## [KUTIPAN SUMBER]
******

Character (Kepribadian)
Salah
satu unsur yang harus diperhatikan oleh bank sebelum memberikan kreditnya
adalah penilaian atas karakter kepribadian atau watak dari calon debitornya.
Karena watak yang tidak baik akan menimbulkan perilaku-perilaku yang tidak baik
pula. Perilaku yang tidak baik ini termasuk tidak mau membayar hutang dan/atau
cidera janji (wanprestasi). Oleh karena itu, sebelum kredit diluncurkan atau
diberikan, maka harus terlebih dahulu ditinjau apakah calon debitor berkelakuan
baik atau tidak. Dimana debitor tidak terlibat tindakan-tindakan kriminal, bukan merupakan penjudi, pemabuk
atau tindakan pidana lainnya yang tidak terpuji;
2.
Capacity (Kemampuan)
Seorang
calon debitor harus pula diketahui kemampuan bisnisnya, sehingga dapat
diprediksi kemampuannya untuk melunasi hutangnya. Kalau kemampuan bisnisnya
kecil, tentu tidak layak diberikan kredit dalam skala besar.
Demikian
juga jenis bisnisnya atau kinerja bisnisnya sedang menurun, kredit juga
semestinya tidak diberikan. Kecuali jika menurunnya kinerja bisnis dari calon
debitor itu karena biaya, sehingga dapat diantisipasi bahwa dengan tambahan
biaya lewat pelunasan kredit, maka kinerja bisnisnya atau trend dipastikan akan
semakin membaik.
3.
Capital (Modal)
Permodalan
yang dimiliki dari seorang debitor juga
merupakan hal yang penting dan harus diketahui oleh calon kreditornya karena
permodalan dan kemampuan keuangan dari seorang debitor akan mempunyai korelasi
dengan tingkat kemampuan debitor dalam membayar kredit. Jadi, masalah
likuiditas dan solvabilitas dari suatu badan usaha menjadi hal terpenting.

******

## [DAFTAR DATA]

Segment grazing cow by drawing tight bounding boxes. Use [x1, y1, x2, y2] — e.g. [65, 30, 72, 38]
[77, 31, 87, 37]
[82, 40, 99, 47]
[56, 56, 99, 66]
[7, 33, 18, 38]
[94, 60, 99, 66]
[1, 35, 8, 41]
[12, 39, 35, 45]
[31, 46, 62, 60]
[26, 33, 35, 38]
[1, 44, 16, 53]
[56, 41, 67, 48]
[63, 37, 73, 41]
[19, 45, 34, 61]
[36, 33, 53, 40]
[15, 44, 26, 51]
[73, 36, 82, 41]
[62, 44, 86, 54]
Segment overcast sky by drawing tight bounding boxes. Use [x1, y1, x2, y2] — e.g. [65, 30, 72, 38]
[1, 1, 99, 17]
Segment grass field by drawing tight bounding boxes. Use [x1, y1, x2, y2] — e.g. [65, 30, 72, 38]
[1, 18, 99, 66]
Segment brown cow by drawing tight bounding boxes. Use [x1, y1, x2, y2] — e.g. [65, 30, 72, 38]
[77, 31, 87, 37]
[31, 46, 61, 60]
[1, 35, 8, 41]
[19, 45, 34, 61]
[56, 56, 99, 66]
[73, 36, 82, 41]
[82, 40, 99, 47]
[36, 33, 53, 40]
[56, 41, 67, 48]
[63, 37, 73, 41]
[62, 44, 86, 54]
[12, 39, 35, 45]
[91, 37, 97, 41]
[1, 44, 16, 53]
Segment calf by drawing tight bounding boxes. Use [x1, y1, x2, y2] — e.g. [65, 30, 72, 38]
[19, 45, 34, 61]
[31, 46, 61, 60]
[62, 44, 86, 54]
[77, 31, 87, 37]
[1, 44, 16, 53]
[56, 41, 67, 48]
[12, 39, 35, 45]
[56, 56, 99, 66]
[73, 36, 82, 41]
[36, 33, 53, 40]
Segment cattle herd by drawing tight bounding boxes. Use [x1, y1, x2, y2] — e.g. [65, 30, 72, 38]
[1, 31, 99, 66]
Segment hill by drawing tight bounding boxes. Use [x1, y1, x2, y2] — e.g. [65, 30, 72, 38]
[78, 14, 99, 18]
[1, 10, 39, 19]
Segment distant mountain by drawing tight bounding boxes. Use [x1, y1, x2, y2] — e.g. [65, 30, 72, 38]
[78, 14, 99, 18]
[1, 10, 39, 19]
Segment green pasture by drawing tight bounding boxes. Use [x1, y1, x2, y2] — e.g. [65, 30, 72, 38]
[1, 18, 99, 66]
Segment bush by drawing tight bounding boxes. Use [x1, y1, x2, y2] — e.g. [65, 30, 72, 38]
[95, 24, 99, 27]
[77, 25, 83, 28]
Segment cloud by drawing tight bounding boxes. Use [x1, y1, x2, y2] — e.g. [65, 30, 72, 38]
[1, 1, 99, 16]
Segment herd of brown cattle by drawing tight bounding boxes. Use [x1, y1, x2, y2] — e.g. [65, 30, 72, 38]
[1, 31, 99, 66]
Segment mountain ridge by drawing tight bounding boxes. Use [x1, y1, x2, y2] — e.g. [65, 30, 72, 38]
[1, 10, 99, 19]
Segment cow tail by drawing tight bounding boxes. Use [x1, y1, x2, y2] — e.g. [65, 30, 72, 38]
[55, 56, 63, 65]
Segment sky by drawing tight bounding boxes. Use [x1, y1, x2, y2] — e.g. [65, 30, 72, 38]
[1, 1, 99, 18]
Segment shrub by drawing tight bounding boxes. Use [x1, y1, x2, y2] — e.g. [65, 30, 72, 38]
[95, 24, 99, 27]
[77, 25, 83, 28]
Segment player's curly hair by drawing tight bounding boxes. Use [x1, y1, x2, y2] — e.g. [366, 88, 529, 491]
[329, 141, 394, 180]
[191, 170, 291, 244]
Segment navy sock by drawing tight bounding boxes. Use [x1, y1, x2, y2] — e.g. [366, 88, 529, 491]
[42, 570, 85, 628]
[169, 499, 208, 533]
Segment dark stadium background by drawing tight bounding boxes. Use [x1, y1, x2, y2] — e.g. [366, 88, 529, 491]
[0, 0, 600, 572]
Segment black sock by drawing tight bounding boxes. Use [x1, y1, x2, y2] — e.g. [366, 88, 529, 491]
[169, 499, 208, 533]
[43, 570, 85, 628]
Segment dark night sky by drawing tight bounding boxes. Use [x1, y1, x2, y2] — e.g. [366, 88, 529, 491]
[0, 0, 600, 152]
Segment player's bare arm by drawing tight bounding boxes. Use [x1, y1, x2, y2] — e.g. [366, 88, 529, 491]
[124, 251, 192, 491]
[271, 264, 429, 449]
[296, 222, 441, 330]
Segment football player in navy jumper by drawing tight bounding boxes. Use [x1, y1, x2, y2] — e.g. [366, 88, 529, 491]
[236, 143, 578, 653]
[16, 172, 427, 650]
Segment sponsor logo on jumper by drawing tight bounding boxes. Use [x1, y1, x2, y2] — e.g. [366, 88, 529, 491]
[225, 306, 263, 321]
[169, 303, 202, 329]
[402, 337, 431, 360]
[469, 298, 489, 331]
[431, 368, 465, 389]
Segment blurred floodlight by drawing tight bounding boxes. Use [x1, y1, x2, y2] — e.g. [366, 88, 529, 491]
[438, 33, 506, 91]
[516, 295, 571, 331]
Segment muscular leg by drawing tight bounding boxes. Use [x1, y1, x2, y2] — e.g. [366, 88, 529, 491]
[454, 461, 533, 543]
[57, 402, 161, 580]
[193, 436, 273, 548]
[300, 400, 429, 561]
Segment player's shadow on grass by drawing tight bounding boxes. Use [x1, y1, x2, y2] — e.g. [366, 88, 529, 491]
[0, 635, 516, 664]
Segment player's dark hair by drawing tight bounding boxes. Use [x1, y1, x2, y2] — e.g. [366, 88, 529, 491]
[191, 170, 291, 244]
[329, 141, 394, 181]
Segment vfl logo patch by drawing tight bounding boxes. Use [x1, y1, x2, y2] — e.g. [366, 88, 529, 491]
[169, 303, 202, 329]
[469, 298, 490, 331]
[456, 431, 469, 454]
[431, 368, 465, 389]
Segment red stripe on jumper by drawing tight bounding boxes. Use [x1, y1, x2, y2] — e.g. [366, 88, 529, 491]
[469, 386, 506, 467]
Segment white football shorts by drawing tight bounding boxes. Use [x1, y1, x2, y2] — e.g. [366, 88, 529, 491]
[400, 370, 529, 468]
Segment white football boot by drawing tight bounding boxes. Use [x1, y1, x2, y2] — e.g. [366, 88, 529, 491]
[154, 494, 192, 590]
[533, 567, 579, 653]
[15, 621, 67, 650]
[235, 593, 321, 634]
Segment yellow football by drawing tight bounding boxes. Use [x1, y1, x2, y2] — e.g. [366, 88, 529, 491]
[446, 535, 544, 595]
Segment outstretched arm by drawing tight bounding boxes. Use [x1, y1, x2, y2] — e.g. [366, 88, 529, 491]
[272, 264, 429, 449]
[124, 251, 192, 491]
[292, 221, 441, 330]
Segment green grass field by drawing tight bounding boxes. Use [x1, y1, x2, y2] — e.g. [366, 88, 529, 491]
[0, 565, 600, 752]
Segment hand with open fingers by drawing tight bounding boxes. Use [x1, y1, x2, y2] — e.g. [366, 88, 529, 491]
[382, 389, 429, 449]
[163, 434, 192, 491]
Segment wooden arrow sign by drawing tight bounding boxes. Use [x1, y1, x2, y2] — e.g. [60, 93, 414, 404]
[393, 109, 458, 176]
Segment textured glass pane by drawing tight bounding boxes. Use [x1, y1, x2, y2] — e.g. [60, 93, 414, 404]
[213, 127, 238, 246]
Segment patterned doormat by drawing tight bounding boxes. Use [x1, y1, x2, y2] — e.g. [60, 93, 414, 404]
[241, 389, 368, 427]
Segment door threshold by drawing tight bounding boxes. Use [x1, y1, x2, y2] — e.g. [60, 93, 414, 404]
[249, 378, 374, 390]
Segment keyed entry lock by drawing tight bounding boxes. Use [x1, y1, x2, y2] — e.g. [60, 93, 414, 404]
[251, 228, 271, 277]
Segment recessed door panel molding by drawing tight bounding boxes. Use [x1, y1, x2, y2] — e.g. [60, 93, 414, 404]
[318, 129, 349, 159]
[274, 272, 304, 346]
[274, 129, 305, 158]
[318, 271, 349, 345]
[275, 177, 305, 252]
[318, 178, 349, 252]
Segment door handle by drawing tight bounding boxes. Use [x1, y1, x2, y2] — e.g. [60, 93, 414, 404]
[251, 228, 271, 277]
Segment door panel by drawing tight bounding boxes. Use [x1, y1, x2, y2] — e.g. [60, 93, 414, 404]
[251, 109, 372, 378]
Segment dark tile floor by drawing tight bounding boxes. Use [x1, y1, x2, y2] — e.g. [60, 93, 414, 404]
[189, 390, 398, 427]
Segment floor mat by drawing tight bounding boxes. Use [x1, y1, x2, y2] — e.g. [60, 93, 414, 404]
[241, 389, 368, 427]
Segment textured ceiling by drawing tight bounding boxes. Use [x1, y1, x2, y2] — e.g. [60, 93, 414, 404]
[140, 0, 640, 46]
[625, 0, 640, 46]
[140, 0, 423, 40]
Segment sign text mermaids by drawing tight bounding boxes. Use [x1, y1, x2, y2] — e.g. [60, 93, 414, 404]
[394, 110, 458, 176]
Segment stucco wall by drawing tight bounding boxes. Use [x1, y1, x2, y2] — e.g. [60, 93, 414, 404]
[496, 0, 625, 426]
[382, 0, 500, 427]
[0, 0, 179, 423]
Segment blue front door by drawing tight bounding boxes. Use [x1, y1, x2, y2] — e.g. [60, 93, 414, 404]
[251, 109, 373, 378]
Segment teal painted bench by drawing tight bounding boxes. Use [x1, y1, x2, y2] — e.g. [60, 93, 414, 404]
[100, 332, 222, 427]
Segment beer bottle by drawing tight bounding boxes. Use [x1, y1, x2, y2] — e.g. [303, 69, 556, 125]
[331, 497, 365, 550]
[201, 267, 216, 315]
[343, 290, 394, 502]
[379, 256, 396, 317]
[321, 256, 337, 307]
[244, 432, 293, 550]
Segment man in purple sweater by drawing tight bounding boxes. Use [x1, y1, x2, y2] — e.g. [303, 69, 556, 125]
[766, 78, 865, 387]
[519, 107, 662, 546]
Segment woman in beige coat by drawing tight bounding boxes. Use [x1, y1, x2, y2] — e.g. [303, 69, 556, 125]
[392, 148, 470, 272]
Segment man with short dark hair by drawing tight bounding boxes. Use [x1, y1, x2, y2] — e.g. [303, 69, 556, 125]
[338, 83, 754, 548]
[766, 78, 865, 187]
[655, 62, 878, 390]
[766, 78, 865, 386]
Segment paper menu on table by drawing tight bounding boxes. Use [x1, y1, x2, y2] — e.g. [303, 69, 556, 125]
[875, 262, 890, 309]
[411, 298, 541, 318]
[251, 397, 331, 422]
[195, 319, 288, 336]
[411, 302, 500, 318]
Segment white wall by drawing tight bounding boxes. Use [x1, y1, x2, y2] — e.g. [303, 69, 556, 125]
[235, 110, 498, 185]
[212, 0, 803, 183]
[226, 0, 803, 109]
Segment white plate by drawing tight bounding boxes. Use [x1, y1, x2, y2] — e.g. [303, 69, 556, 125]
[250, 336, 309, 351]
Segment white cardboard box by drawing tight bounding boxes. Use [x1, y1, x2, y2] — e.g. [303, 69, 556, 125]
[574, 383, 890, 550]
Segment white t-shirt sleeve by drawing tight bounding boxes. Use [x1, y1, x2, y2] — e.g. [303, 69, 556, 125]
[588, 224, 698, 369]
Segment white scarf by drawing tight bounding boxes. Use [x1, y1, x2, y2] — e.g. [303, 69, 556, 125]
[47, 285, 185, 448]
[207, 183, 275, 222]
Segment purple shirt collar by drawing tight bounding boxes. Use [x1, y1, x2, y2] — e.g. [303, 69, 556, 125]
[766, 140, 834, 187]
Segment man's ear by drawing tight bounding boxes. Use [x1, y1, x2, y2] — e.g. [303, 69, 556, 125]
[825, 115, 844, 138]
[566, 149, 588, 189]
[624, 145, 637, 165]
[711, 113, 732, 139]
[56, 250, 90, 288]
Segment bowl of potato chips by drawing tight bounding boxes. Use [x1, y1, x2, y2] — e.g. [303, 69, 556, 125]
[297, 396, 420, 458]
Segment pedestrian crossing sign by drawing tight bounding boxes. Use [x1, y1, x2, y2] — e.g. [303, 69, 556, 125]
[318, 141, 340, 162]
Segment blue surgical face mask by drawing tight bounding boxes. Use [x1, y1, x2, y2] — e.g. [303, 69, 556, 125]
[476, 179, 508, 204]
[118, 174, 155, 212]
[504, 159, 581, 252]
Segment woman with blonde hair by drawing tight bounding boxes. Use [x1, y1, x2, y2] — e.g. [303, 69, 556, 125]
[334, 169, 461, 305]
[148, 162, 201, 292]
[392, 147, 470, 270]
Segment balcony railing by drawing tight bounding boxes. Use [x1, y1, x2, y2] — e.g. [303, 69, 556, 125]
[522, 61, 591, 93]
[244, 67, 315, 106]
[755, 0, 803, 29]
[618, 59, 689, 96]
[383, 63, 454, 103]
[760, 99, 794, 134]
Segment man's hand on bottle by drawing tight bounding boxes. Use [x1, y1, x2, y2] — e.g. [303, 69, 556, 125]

******

## [TUGAS YANG DIKERJAKAN]
1. Menurut kutipan tentang penilaian calon debitor oleh bank, perilaku tidak baik apa saja yang dapat ditimbulkan oleh watak yang tidak baik?
2. Lanjutkan kutipan tentang penilaian calon debitor oleh bank, dimulai setelah kalimat terakhirnya.
Data tersebut tidak digunakan dalam pengerjaan tugas ini.

## [HASIL TUGAS]
1. Tidak mau membayar hutang dan/atau cidera janji (wanprestasi).

2.
Sehingga dapat diketahui misalnya lewat laporan keuangan perusahaan debitor,
yang apabila perlu diisyaratkan audit oleh independent auditor.
4.
Collateral (Agunan)
Tidak
diragukan lagi bahwa betapa pentingnya fungsi agunan dalam setiap pemberian
kredit. Agunan merupakan the last resort bagi kreditor, dimana akan direalisasikan
atau dieksekusi jika suatu hari kredit benar-benar dalam keadaan macet.
5.
Condition
of Economy (Kondisi Ekonomi) Kondisi perekonomian secara mikro maupun
makro merupakan faktor penting pula untuk dianalisis sebelum suatu kredit
diberikan, terutama yang berhubungan langsung dengan bisnisnya dari pihak
debitor, misalnya jika bisnis debitor adalah dibidang bisnis yang selama ini
diproteksi atau diberikan hak monopoli oleh pemerintah. Jika misalnya terdapat
perubahan policy dimana pemerintah mencabut proteksi atau hak monopoli, maka
pemberian kredit terhadap perusahaan tersebut harus ekstra hati-hati.
Menurut Munir Fuady, selain menerapkan prinsip 5 C’s juga
menerapkan apa yang dinamakan dengan prinsip 5 P’s, sebagai berikut:
- Party (Para Pihak)
Para
pihak merupakan titik sentral yang diperhatikan dalam setiap pemberian kredit.
Pihak pemberi kredit dalam hal ini adalah bank harus memperoleh suatu
“kepercayaan” terhadap para pihak penerima kredit dalam hal ini debitor,
mengenai bagaimana karakter, kemampuan dan sebagainya.
- Purpose (Tujuan)
Tujuan
dari pemberian kredit juga sangat penting diketahui oleh pihak bank (kreditor).
Karena harus dilihat apakah kredit akan digunakan untuk hal-hal yang positif
yang benar-benar dapat meningkatkan pendapatan (income) kegiatan usaha atau
perusahaan dari debitor. Dari pemberian kredit itu pihak bank (kreditor) harus
pula mengawasi agar kredit tersebut benar-benar diperuntukkan untuk tujuan
seperti yang diperjanjikan dalam perjanjian kredit.
- Payment (Pembayaran)
Perlu
diperhatikan pula apakah sumber pembayaran kredit dari calon debitor apakah
sudah cukup tersedia dan aman. Sehingga dengan demikian diharapkan bahwa kredit
yang disalurkan kepada debitor tersebut, dapat dibayar kembali oleh debitor
yang bersangkutan pada kreditor.
- Profitability (Perolehan Keuntungan)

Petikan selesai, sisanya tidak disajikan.